Recorded data
===
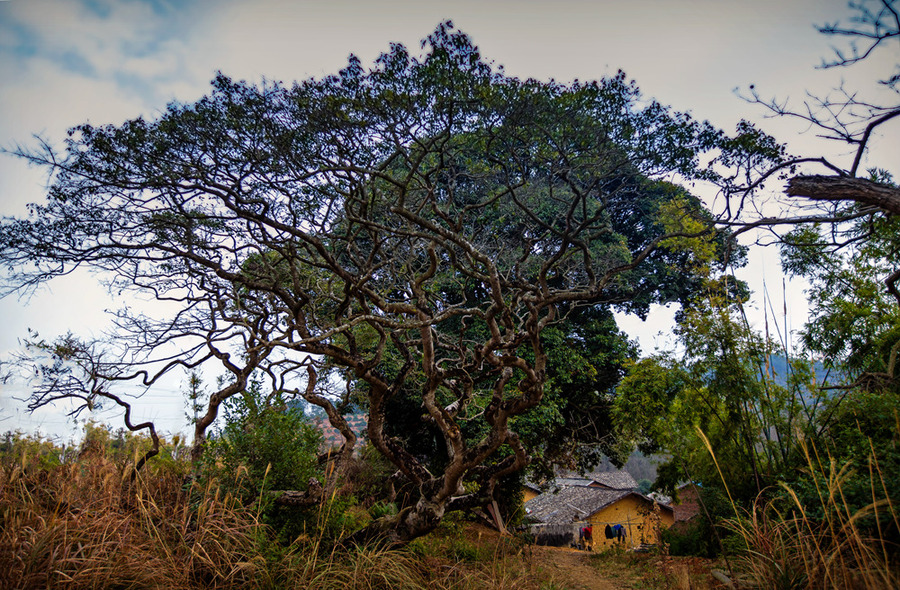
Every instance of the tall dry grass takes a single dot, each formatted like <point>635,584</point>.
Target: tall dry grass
<point>784,547</point>
<point>88,525</point>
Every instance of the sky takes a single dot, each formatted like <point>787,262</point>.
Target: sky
<point>67,62</point>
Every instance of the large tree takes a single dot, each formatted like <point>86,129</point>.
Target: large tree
<point>834,192</point>
<point>417,227</point>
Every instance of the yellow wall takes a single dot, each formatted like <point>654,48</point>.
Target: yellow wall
<point>636,515</point>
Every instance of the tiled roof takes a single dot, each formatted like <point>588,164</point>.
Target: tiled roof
<point>617,480</point>
<point>570,504</point>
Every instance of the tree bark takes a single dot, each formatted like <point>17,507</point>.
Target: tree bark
<point>843,188</point>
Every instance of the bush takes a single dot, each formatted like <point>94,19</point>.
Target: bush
<point>266,445</point>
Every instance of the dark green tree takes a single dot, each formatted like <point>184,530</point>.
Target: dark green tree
<point>414,229</point>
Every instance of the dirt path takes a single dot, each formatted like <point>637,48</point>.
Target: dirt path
<point>571,569</point>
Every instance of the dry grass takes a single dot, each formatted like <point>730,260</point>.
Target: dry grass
<point>785,548</point>
<point>86,525</point>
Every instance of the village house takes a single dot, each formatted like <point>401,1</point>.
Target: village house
<point>616,517</point>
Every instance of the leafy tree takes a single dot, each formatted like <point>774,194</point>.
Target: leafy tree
<point>411,230</point>
<point>722,396</point>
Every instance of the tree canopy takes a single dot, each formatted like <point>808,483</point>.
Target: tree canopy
<point>425,228</point>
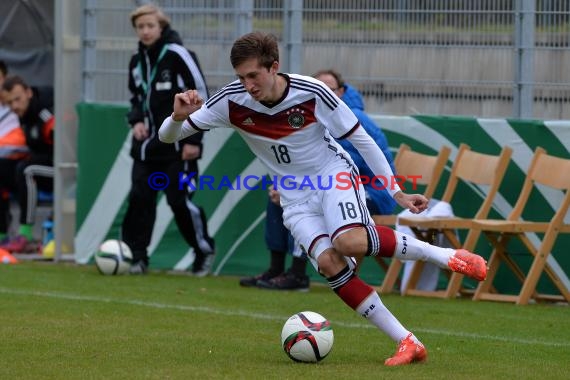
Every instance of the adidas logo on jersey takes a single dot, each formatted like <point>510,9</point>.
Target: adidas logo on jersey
<point>248,121</point>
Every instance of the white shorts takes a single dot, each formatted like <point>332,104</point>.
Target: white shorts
<point>317,220</point>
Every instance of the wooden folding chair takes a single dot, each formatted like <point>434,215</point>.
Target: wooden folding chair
<point>475,169</point>
<point>554,173</point>
<point>424,170</point>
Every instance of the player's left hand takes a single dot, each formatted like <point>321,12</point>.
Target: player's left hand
<point>416,203</point>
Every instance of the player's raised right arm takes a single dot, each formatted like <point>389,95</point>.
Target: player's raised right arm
<point>176,126</point>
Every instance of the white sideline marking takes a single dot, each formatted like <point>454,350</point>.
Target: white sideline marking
<point>244,313</point>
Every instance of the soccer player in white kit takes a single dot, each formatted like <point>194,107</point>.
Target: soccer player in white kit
<point>287,120</point>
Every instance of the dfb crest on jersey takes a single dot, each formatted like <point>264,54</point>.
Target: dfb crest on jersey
<point>296,119</point>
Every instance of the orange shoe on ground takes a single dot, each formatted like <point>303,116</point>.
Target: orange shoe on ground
<point>469,264</point>
<point>408,352</point>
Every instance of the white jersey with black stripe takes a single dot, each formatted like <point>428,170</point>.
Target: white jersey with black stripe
<point>291,137</point>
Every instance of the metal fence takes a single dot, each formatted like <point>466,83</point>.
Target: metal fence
<point>486,58</point>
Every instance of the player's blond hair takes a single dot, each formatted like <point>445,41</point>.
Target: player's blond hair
<point>150,9</point>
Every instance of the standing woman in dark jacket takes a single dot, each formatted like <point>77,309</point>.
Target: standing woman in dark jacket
<point>161,68</point>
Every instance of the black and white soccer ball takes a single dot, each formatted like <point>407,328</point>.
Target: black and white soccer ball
<point>113,257</point>
<point>307,337</point>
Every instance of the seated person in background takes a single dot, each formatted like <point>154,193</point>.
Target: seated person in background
<point>379,202</point>
<point>34,108</point>
<point>12,149</point>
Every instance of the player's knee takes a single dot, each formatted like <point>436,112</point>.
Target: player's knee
<point>352,243</point>
<point>330,263</point>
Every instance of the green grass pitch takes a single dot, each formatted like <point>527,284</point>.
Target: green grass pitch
<point>69,322</point>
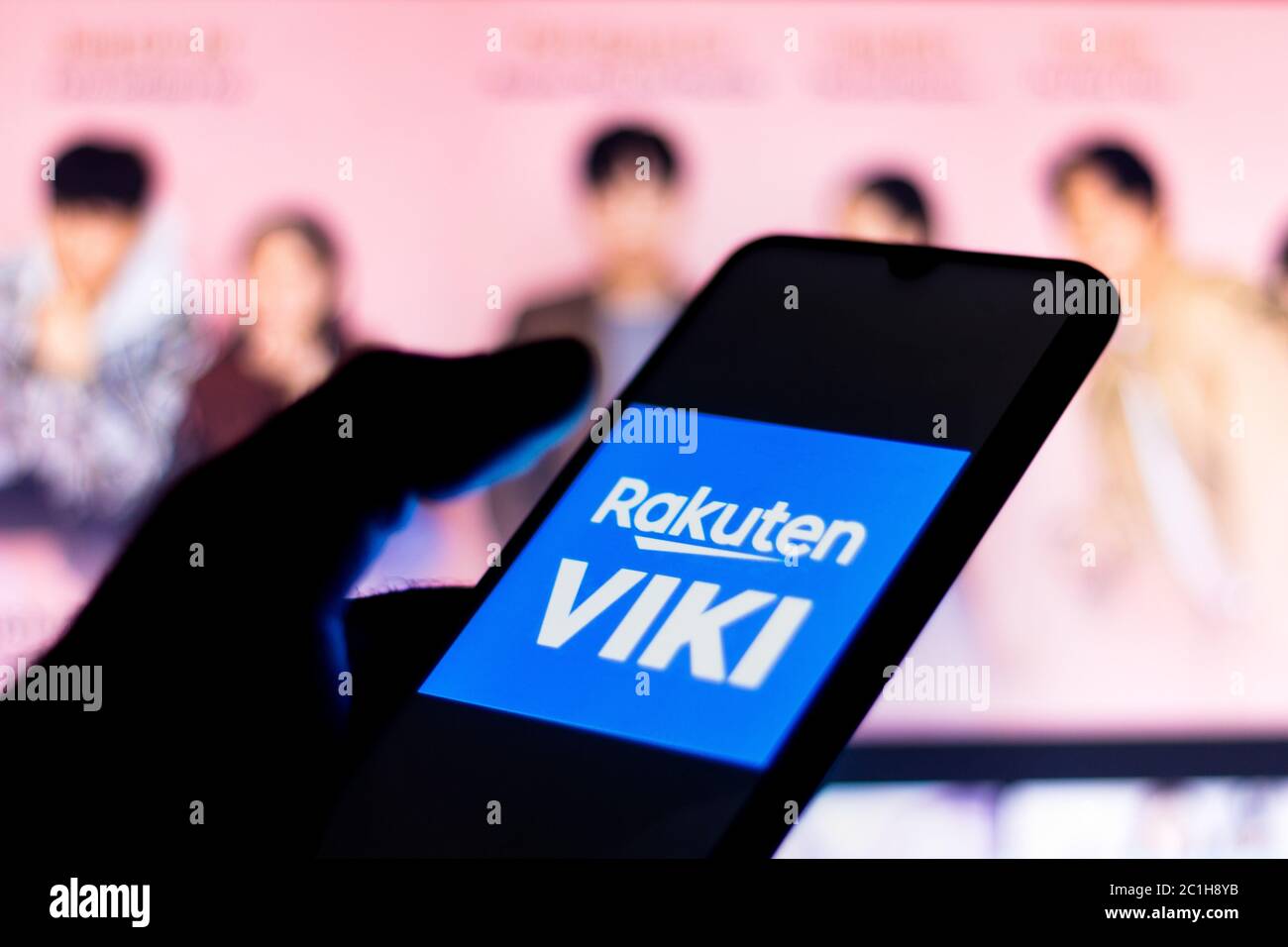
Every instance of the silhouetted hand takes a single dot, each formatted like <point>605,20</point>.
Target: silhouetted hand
<point>223,630</point>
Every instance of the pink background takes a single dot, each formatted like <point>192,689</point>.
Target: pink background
<point>465,161</point>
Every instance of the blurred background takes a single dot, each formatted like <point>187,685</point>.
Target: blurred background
<point>1111,673</point>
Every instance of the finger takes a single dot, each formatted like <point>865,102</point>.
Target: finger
<point>393,642</point>
<point>391,423</point>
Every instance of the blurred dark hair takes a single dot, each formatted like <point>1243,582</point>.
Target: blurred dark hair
<point>97,172</point>
<point>1125,169</point>
<point>622,146</point>
<point>902,195</point>
<point>325,250</point>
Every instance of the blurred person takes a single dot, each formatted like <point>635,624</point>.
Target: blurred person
<point>1163,395</point>
<point>1279,279</point>
<point>631,300</point>
<point>291,347</point>
<point>1134,573</point>
<point>887,209</point>
<point>93,380</point>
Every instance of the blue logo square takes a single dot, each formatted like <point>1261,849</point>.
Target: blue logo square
<point>696,600</point>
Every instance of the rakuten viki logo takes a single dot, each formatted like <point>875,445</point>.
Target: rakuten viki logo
<point>698,526</point>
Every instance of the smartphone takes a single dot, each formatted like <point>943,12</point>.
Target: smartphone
<point>692,622</point>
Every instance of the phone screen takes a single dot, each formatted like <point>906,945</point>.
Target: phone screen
<point>692,594</point>
<point>691,624</point>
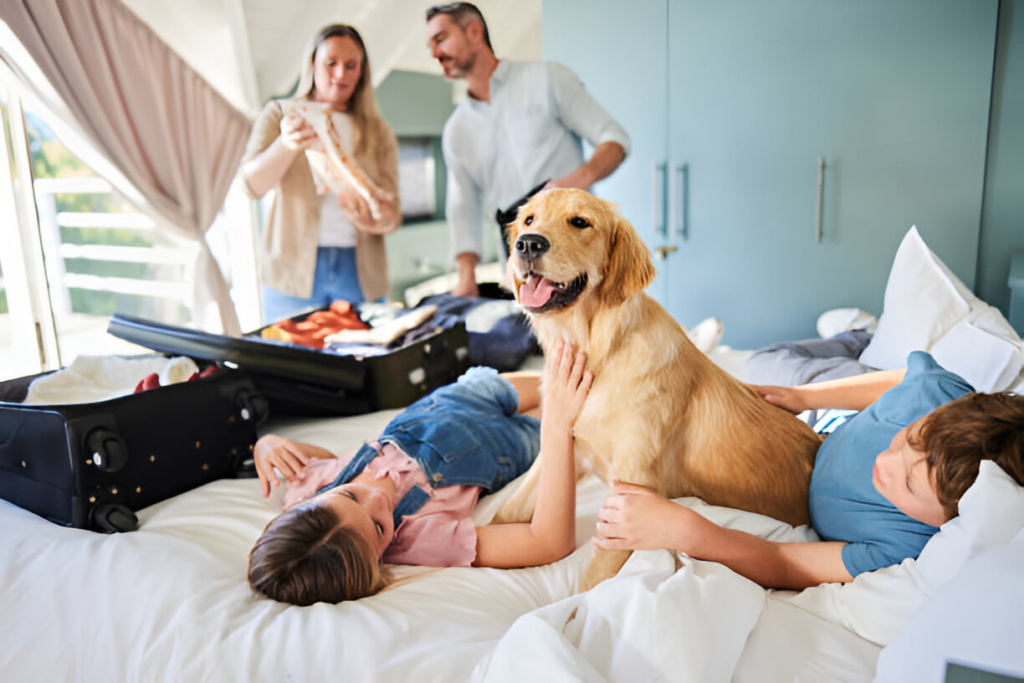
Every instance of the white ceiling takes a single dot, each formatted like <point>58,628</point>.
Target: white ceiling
<point>250,50</point>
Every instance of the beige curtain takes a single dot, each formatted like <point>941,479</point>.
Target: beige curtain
<point>165,131</point>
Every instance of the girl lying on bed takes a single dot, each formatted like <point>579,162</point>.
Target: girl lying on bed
<point>407,498</point>
<point>931,432</point>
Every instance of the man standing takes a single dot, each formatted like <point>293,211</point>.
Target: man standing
<point>521,125</point>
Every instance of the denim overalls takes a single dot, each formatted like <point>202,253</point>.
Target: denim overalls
<point>467,433</point>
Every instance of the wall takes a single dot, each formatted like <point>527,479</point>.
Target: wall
<point>416,104</point>
<point>1003,208</point>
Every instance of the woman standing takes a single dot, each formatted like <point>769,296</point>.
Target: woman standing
<point>317,245</point>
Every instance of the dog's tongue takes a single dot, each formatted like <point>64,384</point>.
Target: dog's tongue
<point>536,292</point>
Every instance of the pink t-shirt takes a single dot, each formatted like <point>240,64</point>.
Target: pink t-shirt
<point>439,534</point>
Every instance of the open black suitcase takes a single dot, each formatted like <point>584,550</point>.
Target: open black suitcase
<point>301,381</point>
<point>92,465</point>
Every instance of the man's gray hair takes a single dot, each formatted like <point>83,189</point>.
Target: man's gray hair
<point>462,13</point>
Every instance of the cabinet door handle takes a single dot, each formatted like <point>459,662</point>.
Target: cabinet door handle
<point>821,183</point>
<point>683,201</point>
<point>657,197</point>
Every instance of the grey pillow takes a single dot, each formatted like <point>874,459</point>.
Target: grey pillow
<point>791,364</point>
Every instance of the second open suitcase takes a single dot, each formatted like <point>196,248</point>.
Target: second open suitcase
<point>92,465</point>
<point>302,381</point>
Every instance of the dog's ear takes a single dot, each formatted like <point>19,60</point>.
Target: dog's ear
<point>629,267</point>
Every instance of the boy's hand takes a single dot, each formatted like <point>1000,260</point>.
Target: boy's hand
<point>273,452</point>
<point>638,518</point>
<point>565,385</point>
<point>788,398</point>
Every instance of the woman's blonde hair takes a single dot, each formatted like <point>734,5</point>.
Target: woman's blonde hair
<point>369,125</point>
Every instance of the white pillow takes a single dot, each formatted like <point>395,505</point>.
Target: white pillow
<point>928,308</point>
<point>878,604</point>
<point>975,620</point>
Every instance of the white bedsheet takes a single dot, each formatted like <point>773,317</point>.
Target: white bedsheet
<point>170,602</point>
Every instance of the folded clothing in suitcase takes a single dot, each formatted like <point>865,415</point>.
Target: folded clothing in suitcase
<point>92,465</point>
<point>310,382</point>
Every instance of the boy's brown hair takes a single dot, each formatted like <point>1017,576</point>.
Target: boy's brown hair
<point>307,555</point>
<point>960,434</point>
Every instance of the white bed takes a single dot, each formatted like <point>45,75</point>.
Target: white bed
<point>170,602</point>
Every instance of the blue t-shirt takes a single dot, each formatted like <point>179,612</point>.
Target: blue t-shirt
<point>844,503</point>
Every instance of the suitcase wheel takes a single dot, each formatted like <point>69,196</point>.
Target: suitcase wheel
===
Directions for this task: In how many lines of the data does the string "wheel" appear? Only the number should be given.

Task output: 2